* begin *

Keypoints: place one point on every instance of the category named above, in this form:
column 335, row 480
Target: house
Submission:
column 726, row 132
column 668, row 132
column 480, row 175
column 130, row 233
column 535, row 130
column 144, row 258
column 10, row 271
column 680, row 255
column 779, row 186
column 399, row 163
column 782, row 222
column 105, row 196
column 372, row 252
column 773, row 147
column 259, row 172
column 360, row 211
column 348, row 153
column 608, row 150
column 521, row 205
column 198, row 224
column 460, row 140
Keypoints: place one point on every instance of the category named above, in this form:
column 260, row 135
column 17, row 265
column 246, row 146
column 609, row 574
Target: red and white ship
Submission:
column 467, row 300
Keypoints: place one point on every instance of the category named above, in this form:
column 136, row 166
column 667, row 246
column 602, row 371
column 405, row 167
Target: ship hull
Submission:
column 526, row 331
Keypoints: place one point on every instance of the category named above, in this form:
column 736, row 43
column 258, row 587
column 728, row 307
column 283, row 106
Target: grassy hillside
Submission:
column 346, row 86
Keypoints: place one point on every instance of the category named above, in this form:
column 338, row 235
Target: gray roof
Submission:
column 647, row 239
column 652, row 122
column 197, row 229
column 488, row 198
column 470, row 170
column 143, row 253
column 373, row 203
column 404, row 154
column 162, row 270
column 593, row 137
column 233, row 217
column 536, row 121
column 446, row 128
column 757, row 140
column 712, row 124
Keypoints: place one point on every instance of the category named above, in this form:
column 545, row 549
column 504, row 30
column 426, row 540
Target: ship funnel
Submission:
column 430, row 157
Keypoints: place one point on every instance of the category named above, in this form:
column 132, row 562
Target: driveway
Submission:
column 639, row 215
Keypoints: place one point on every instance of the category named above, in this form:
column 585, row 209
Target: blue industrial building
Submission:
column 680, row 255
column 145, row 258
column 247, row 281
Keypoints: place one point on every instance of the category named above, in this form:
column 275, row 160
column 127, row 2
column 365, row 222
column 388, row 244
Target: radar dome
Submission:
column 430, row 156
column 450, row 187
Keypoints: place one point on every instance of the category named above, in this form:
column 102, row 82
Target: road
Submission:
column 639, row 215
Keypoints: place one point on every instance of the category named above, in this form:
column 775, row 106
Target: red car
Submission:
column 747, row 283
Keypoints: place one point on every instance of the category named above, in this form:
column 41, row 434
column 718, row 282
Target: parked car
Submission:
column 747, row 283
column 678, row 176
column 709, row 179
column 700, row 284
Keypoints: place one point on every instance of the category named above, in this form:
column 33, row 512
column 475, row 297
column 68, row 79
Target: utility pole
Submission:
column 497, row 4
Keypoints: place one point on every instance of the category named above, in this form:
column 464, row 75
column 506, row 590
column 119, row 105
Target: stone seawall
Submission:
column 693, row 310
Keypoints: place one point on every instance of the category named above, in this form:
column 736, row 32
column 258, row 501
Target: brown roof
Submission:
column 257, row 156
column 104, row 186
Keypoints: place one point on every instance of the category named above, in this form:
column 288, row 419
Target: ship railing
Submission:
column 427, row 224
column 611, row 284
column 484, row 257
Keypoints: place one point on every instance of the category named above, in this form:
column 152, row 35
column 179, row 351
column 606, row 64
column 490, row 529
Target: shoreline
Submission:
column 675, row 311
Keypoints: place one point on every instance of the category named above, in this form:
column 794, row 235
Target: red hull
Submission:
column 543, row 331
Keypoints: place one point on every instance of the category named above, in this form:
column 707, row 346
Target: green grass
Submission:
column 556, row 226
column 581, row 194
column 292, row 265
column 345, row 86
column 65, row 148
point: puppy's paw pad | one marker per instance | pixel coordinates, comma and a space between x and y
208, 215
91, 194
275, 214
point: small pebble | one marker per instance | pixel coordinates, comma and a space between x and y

* end *

## CHALLENGE:
Copy out all of the data exactly, leaving nothing out.

## RESPONSE TO THE EXERCISE:
Keypoints: place one point on every instance of the category named above, in this form:
column 335, row 480
Target: house
Submission:
column 726, row 132
column 668, row 132
column 480, row 175
column 130, row 233
column 535, row 130
column 144, row 258
column 10, row 271
column 680, row 255
column 779, row 186
column 399, row 163
column 782, row 222
column 105, row 196
column 372, row 252
column 773, row 147
column 259, row 172
column 360, row 211
column 348, row 153
column 608, row 150
column 521, row 205
column 198, row 224
column 460, row 140
Keypoints: place one point on every instance of the category named above, in this form:
column 260, row 135
column 17, row 265
column 246, row 146
column 609, row 574
Target: red and white ship
Submission:
column 467, row 300
Keypoints: place one point on every instance of the category named above, in this form:
column 136, row 166
column 667, row 246
column 602, row 371
column 405, row 167
Target: ship hull
Submission:
column 526, row 331
Keypoints: place one point on every instance of the category named above, in this form:
column 736, row 43
column 258, row 587
column 728, row 307
column 283, row 106
Target: grassy hillside
Submission:
column 346, row 86
Keypoints: place one point on every instance of the category named above, in this form:
column 338, row 235
Target: gray roof
Submission:
column 647, row 239
column 652, row 122
column 197, row 229
column 488, row 198
column 470, row 170
column 143, row 253
column 373, row 203
column 404, row 154
column 162, row 270
column 593, row 137
column 233, row 217
column 536, row 121
column 446, row 128
column 757, row 140
column 712, row 124
Keypoints: place one point on every instance of the category named above, in this form:
column 545, row 549
column 504, row 30
column 426, row 540
Target: ship funnel
Submission:
column 430, row 157
Keypoints: place one point on every instance of the category named above, in this form:
column 132, row 562
Target: driveway
Submission:
column 639, row 215
Keypoints: place one point on every instance of the category named above, in this form:
column 585, row 209
Target: blue industrial building
Submission:
column 680, row 255
column 145, row 258
column 247, row 281
Keypoints: place one point on every instance of the category named above, in this form:
column 275, row 160
column 127, row 2
column 365, row 222
column 388, row 244
Target: radar dome
Submission:
column 430, row 156
column 450, row 187
Keypoints: place one point on every instance of the category named above, in this form:
column 102, row 82
Target: road
Submission:
column 639, row 215
Keypoints: place one point on every instance of the category named above, in this form:
column 775, row 106
Target: red car
Submission:
column 747, row 283
Keypoints: place one point on every instance of the category named above, in this form:
column 41, row 434
column 718, row 282
Target: parked car
Submission:
column 747, row 283
column 678, row 176
column 709, row 179
column 700, row 284
Keypoints: place one point on every instance of the category named above, in this form:
column 33, row 512
column 475, row 297
column 68, row 79
Target: utility pole
Submission:
column 497, row 4
Keypoints: place one point on every instance of the category named above, in this form:
column 464, row 75
column 506, row 590
column 119, row 105
Target: stone seawall
Submission:
column 693, row 310
Keypoints: place one point on every instance of the category named above, in this form:
column 736, row 32
column 258, row 501
Target: brown roof
Submission:
column 257, row 156
column 104, row 186
Keypoints: place one point on every instance of the category named above, in this form:
column 288, row 419
Target: ship railing
Submission:
column 427, row 224
column 611, row 284
column 484, row 257
Keypoints: place one point on every instance of the category named above, in this form:
column 152, row 35
column 179, row 351
column 606, row 64
column 490, row 529
Target: shoreline
Submission:
column 675, row 311
Keypoints: place one point on every instance of the category named above, in this form:
column 794, row 235
Target: red hull
Submission:
column 543, row 331
Keypoints: place one point on every instance of the category named above, in this form:
column 707, row 346
Target: green grass
Submission:
column 556, row 226
column 581, row 194
column 292, row 265
column 345, row 86
column 65, row 148
point: puppy's paw pad | one marker per instance | pixel coordinates, comma and a space between x and y
208, 215
91, 194
275, 214
point: small pebble | one marker per instance | pixel coordinates, comma and a space between x and y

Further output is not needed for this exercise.